-- Parts of the exercise --
[a] In the guide to making a Windows 10 bootable USB on macOS, what file system is the USB drive formatted as?
[b] Retype the passage from the guide to making a Windows 10 bootable USB on macOS, starting at "I needed to" up to and including "for the installation.".

-- Provided text --

How to create a Windows 10 bootable USB on MacOS

You don’t need Unetbootin, MacOS’ Boot Camp, or Rufus for Windows to create a Windows 10 USB bootable drive on a Mac to install Windows on a PC.

I needed to install Windows 10 in a new custom-build PC. I don’t have a single machine running Windows at home, so using Windows to create the bootable installer was out of the question. I tried most of the recommended methods, but after booting from the USB drive and partitioning the disk of the new machine, the Windows installer always complained that it couldn’t find some files it needed for the installation.

Finally, I found the culprit on Stack Exchange. The Windows installer ISO image contains a file named install.wim, which is over 4G bytes long. The USB drive is formatted as FAT32, which cannot hold files over 4G. So, although you’ll find a file named install.wim on the USB drive after creating the installer, the file is corrupted and the installation fails.

The workaround is to compress the install.wim file on your Mac and copy the compressed file, which is around 1GB smaller, to the USB drive. After that, the Windows installer finishes without complain.

  1. Download Windows 10 as an ISO image from Microsoft.

-- Collected material --
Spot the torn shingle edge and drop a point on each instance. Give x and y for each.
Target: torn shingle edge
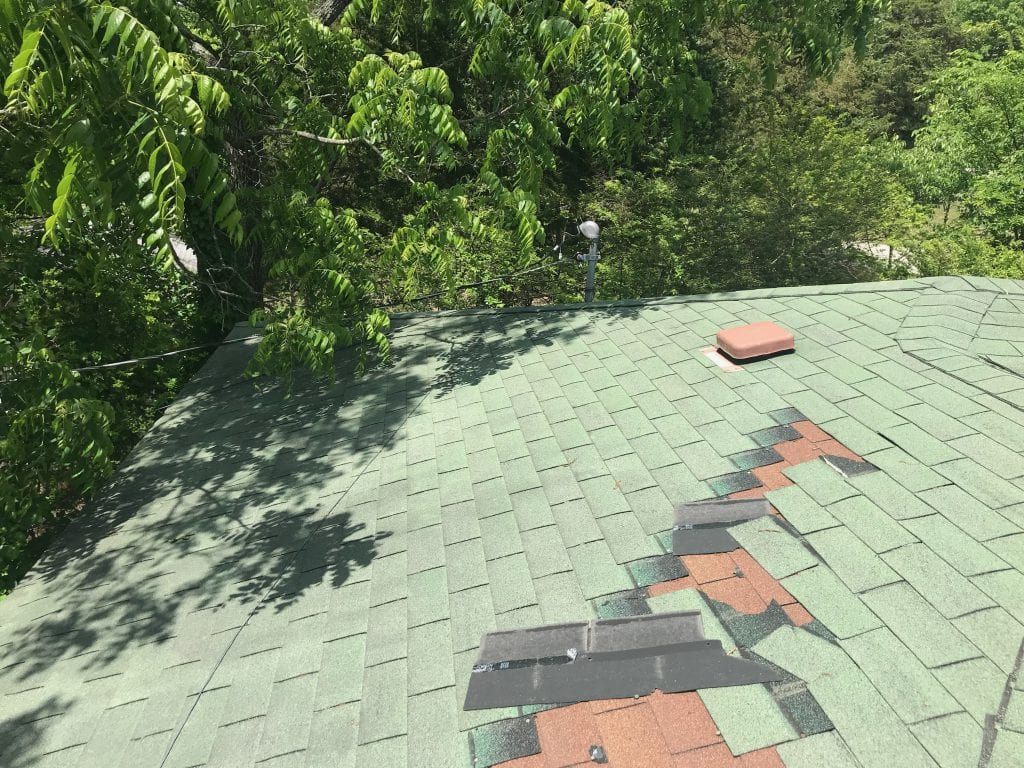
(604, 658)
(702, 527)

-- Solutions to the tasks --
[a] FAT32

[b]
I needed to install Windows 10 in a new custom-build PC. I don’t have a single machine running Windows at home, so using Windows to create the bootable installer was out of the question. I tried most of the recommended methods, but after booting from the USB drive and partitioning the disk of the new machine, the Windows installer always complained that it couldn’t find some files it needed for the installation.